■ EXERCISE GOAL ■
Set the listing down again in full, word for word, with the pictures left out.

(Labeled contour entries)

++++++++

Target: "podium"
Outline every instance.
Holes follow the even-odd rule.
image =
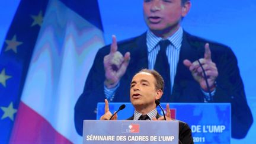
[[[83,143],[178,143],[178,121],[84,120]]]
[[[126,108],[118,113],[119,120],[126,120],[134,112],[130,103],[110,103],[113,113],[121,104]],[[161,103],[165,110],[167,103]],[[194,143],[230,143],[231,112],[229,103],[169,103],[172,119],[185,121],[190,126]],[[105,104],[98,103],[97,119],[104,113]],[[162,115],[159,107],[158,113]],[[150,126],[150,125],[149,125]]]

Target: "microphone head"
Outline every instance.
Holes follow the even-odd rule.
[[[155,101],[155,103],[156,103],[156,105],[158,105],[160,104],[160,101],[159,100],[156,100]]]
[[[121,106],[120,106],[119,110],[121,110],[124,109],[124,108],[125,108],[125,104],[122,104],[122,105],[121,105]]]

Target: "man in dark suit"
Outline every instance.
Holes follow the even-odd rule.
[[[118,44],[113,36],[111,46],[99,50],[75,108],[78,133],[82,135],[84,119],[95,119],[97,103],[105,98],[129,102],[130,80],[148,68],[157,69],[167,83],[162,102],[231,103],[232,136],[246,136],[253,120],[236,58],[229,47],[183,30],[181,21],[190,6],[189,0],[145,0],[144,17],[149,30]],[[166,40],[170,44],[165,55],[159,55],[167,57],[168,66],[158,69],[160,44]]]
[[[133,78],[130,87],[130,100],[135,107],[134,114],[127,120],[164,120],[156,111],[156,100],[161,98],[164,82],[162,77],[154,70],[142,69]],[[167,105],[167,120],[171,119],[169,104]],[[112,114],[109,111],[108,103],[105,100],[105,113],[100,120],[110,120]],[[114,115],[111,120],[117,120]],[[191,130],[188,124],[179,122],[179,143],[194,143]]]

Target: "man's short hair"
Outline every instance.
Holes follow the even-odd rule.
[[[156,71],[155,70],[150,70],[148,69],[143,69],[140,71],[138,73],[140,72],[146,72],[149,73],[151,75],[152,75],[155,80],[156,80],[156,84],[155,84],[155,88],[156,89],[161,89],[162,91],[164,91],[164,79],[162,77],[162,76]]]

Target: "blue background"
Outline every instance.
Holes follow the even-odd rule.
[[[147,29],[142,15],[142,1],[98,0],[105,43],[116,34],[118,40],[135,37]],[[0,49],[20,2],[0,1]],[[184,19],[183,27],[190,33],[223,43],[232,47],[238,60],[249,106],[254,121],[256,116],[256,1],[192,1],[192,7]],[[1,49],[0,49],[1,51]],[[232,143],[256,143],[254,123],[247,137],[232,140]]]

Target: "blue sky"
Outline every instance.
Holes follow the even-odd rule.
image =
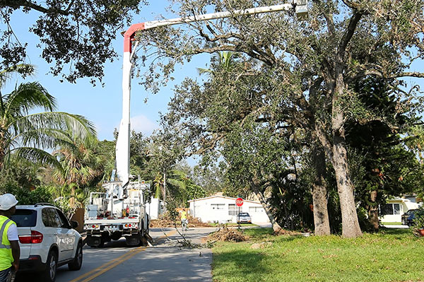
[[[142,6],[141,13],[134,18],[134,23],[158,19],[160,15],[167,18],[176,18],[177,15],[167,13],[165,7],[169,5],[166,0],[155,0],[147,6]],[[29,15],[20,12],[13,14],[12,27],[21,42],[28,42],[28,64],[35,65],[37,74],[28,79],[29,81],[39,81],[50,94],[57,98],[58,110],[81,114],[93,122],[97,128],[100,140],[113,140],[113,131],[118,128],[122,117],[122,66],[123,52],[123,37],[117,36],[113,43],[115,51],[119,55],[113,62],[105,64],[103,78],[105,86],[98,85],[93,87],[89,79],[78,79],[76,83],[61,83],[61,77],[48,74],[49,65],[40,57],[41,50],[36,47],[38,37],[28,32],[39,16],[39,13],[31,11]],[[22,20],[22,17],[30,20]],[[128,27],[127,27],[128,28]],[[167,105],[172,96],[172,88],[185,76],[198,77],[196,67],[204,67],[208,61],[208,55],[195,58],[190,63],[179,66],[175,71],[175,81],[172,84],[161,89],[159,93],[153,95],[145,91],[138,85],[136,80],[132,81],[131,117],[131,128],[136,131],[150,135],[158,128],[159,112],[166,112]],[[184,71],[181,71],[183,70]],[[14,87],[17,78],[8,81],[3,92],[9,93]],[[21,78],[18,82],[23,81]],[[99,83],[98,83],[99,84]],[[148,98],[147,103],[144,102]]]
[[[165,18],[175,18],[177,15],[165,11],[169,5],[166,0],[151,1],[151,4],[141,8],[141,13],[134,16],[134,23],[158,19],[162,15]],[[103,79],[105,86],[98,85],[93,87],[89,79],[79,79],[76,83],[61,83],[60,77],[48,74],[49,65],[40,57],[41,51],[36,47],[39,43],[38,37],[28,33],[28,28],[38,17],[39,13],[31,11],[29,15],[16,13],[12,18],[12,26],[18,39],[22,42],[28,42],[28,60],[27,63],[37,67],[37,75],[28,79],[39,81],[53,95],[58,102],[58,110],[82,114],[92,121],[96,126],[100,140],[113,139],[113,131],[119,127],[122,117],[122,55],[123,52],[123,37],[118,35],[113,43],[115,51],[119,57],[114,62],[105,64]],[[22,20],[25,17],[25,20]],[[172,96],[172,88],[178,84],[185,76],[199,78],[196,67],[205,67],[209,60],[209,55],[196,56],[190,63],[179,66],[174,74],[175,81],[173,84],[163,88],[159,93],[153,95],[146,93],[144,89],[133,80],[131,89],[131,127],[139,132],[150,135],[158,127],[159,112],[166,112],[167,105]],[[424,64],[418,61],[413,65],[413,71],[423,71]],[[423,82],[418,82],[421,86]],[[407,81],[410,81],[406,79]],[[9,81],[4,93],[8,93],[14,86],[16,80]],[[18,80],[22,82],[22,79]],[[422,87],[422,89],[423,87]],[[147,103],[144,102],[148,98]]]

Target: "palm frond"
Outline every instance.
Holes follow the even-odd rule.
[[[73,140],[67,131],[57,129],[34,128],[21,132],[12,138],[16,143],[35,148],[71,147],[75,146]]]
[[[92,122],[83,116],[63,112],[45,112],[21,117],[11,122],[9,131],[16,134],[16,136],[23,136],[25,132],[31,132],[27,136],[27,141],[45,143],[49,148],[61,141],[69,141],[69,136],[66,138],[64,132],[69,132],[73,138],[84,141],[90,140],[95,136],[95,128]],[[47,134],[49,133],[52,136],[47,138]],[[43,141],[37,137],[46,139]]]
[[[56,109],[56,99],[38,82],[20,84],[17,89],[5,95],[4,100],[4,117],[28,114],[31,110],[37,107],[42,107],[46,111]]]
[[[171,185],[179,187],[179,189],[183,189],[183,190],[185,189],[187,187],[187,184],[184,181],[172,179],[172,178],[168,178],[168,179],[167,179],[166,182],[167,183],[170,184]]]
[[[42,165],[52,165],[59,170],[62,170],[57,159],[44,150],[31,147],[19,147],[11,151],[18,158],[22,158],[33,163]]]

++++++++

■ RESULT FOR THIS EXERCISE ■
Target: "podium"
Outline every instance.
Holes follow the even-odd rule.
image =
[[[83,143],[178,143],[178,121],[84,120]]]
[[[126,108],[118,113],[119,120],[126,120],[134,112],[130,103],[110,103],[113,113],[121,104]],[[161,103],[165,110],[167,103]],[[194,143],[230,143],[231,112],[229,103],[169,103],[172,119],[185,121],[190,126]],[[105,104],[98,103],[97,119],[104,113]],[[162,115],[159,107],[158,113]],[[150,126],[150,125],[149,125]]]

Target: "microphone head"
Outline every instance.
Holes follow the even-odd rule.
[[[155,101],[155,103],[156,103],[156,105],[158,105],[160,104],[160,101],[159,100],[156,100]]]
[[[121,106],[120,106],[119,110],[121,110],[124,109],[124,108],[125,108],[125,104],[122,104],[122,105],[121,105]]]

Target: "man in dark suit"
Outline every instance.
Holes follow the even-odd rule.
[[[118,44],[113,36],[111,46],[99,50],[75,108],[78,133],[82,135],[84,119],[95,119],[97,103],[105,98],[129,102],[130,80],[148,68],[157,69],[167,83],[162,102],[231,103],[232,136],[246,136],[253,120],[236,58],[229,47],[183,30],[181,21],[190,6],[189,0],[145,0],[144,17],[149,30]],[[166,40],[170,44],[165,55],[159,55],[167,57],[168,66],[158,69],[160,44]]]
[[[133,78],[130,87],[130,100],[135,107],[134,114],[127,120],[164,120],[156,111],[156,100],[161,98],[164,82],[162,77],[154,70],[142,69]],[[167,105],[167,120],[171,119],[169,104]],[[112,114],[109,111],[108,103],[105,100],[105,113],[100,120],[110,120]],[[114,115],[111,120],[117,120]],[[191,130],[188,124],[179,122],[179,143],[194,143]]]

Target: "man's short hair"
Outline every instance.
Holes follow the even-odd rule.
[[[156,71],[155,70],[150,70],[148,69],[143,69],[140,71],[138,73],[140,72],[146,72],[149,73],[151,75],[152,75],[155,80],[156,80],[156,84],[155,84],[155,88],[156,89],[161,89],[162,91],[164,91],[164,79],[162,77],[162,76]]]

Target: "blue background"
Outline every instance.
Holes follow the even-odd rule.
[[[147,29],[142,15],[142,1],[98,0],[105,43],[116,34],[118,40],[135,37]],[[0,49],[20,2],[0,1]],[[184,19],[183,27],[190,33],[223,43],[232,47],[238,60],[249,106],[254,121],[256,116],[256,1],[192,1],[192,7]],[[1,49],[0,49],[1,51]],[[232,143],[256,143],[254,123],[247,137],[232,140]]]

Target: "blue sky"
Outline every instance.
Holes follow the even-odd rule.
image =
[[[142,6],[141,13],[134,18],[134,23],[158,19],[160,15],[167,18],[176,18],[177,15],[167,13],[165,7],[169,5],[166,0],[155,0],[147,6]],[[29,15],[20,12],[13,14],[12,27],[21,42],[28,42],[28,64],[35,65],[37,74],[28,79],[29,81],[39,81],[50,94],[57,98],[58,110],[81,114],[93,122],[97,128],[100,140],[113,140],[113,131],[118,128],[122,117],[122,66],[123,52],[123,37],[117,36],[113,43],[115,51],[119,55],[113,62],[105,64],[103,78],[105,86],[98,85],[93,87],[89,79],[78,79],[76,83],[61,83],[61,77],[48,74],[49,65],[40,57],[41,50],[36,47],[38,37],[28,32],[39,16],[39,13],[31,11]],[[22,20],[22,17],[30,20]],[[128,27],[127,27],[128,28]],[[167,105],[172,96],[172,88],[185,76],[198,77],[196,67],[204,67],[208,61],[208,55],[195,58],[190,63],[179,66],[175,71],[175,81],[172,84],[161,89],[159,93],[153,95],[145,91],[138,85],[136,80],[132,81],[131,117],[131,128],[136,131],[150,135],[158,128],[159,112],[166,112]],[[184,71],[181,71],[183,70]],[[14,87],[17,78],[8,81],[3,92],[9,93]],[[21,78],[18,82],[23,81]],[[99,83],[98,83],[99,84]],[[148,98],[147,103],[144,102]]]
[[[165,18],[175,18],[177,15],[165,11],[169,5],[166,0],[151,1],[151,4],[141,8],[141,13],[134,16],[134,23],[158,19],[162,15]],[[103,79],[105,86],[98,85],[93,87],[89,79],[79,79],[76,83],[61,83],[60,77],[48,74],[49,65],[40,57],[41,51],[36,47],[39,43],[38,37],[28,33],[28,28],[38,17],[39,13],[31,11],[29,15],[16,13],[12,18],[12,26],[18,39],[22,42],[28,42],[28,60],[27,63],[37,67],[37,75],[28,79],[39,81],[53,95],[58,102],[58,110],[82,114],[92,121],[96,126],[100,140],[113,139],[113,131],[119,127],[122,117],[122,55],[123,52],[123,37],[118,35],[113,43],[115,51],[119,57],[114,62],[105,64]],[[22,20],[25,17],[25,20]],[[172,96],[172,88],[178,84],[185,76],[199,78],[196,67],[205,67],[209,60],[209,55],[196,56],[190,63],[179,66],[174,74],[175,81],[173,84],[163,88],[159,93],[153,95],[146,93],[144,89],[133,80],[131,89],[131,127],[139,132],[150,135],[158,127],[159,112],[166,112],[167,105]],[[424,64],[418,61],[413,65],[413,71],[423,71]],[[423,82],[418,82],[421,86]],[[407,81],[410,81],[406,79]],[[9,81],[4,93],[8,93],[14,86],[16,80]],[[18,80],[22,82],[22,79]],[[422,87],[422,89],[423,87]],[[147,103],[144,102],[148,98]]]

Target: "palm frond"
Outline every instance.
Holes follow the even-odd rule.
[[[73,140],[67,131],[57,129],[34,128],[21,132],[12,138],[16,143],[35,148],[71,147],[75,146]]]
[[[92,122],[83,116],[63,112],[45,112],[21,117],[11,122],[9,131],[16,134],[16,136],[23,136],[25,132],[31,132],[27,136],[27,141],[45,143],[49,148],[61,141],[69,141],[69,136],[66,138],[64,132],[69,132],[73,138],[84,141],[90,140],[95,136],[95,128]],[[47,134],[49,133],[52,136],[47,138]],[[43,141],[37,137],[46,139]]]
[[[56,109],[56,99],[38,82],[20,84],[17,89],[5,95],[4,100],[4,117],[28,114],[31,110],[37,107],[42,107],[46,111]]]
[[[171,185],[179,187],[179,189],[183,189],[183,190],[185,189],[187,187],[187,184],[184,181],[172,179],[172,178],[168,178],[168,179],[167,179],[166,182],[167,183],[170,184]]]
[[[42,165],[52,165],[59,170],[62,170],[57,159],[44,150],[31,147],[19,147],[11,151],[18,158],[22,158],[33,163]]]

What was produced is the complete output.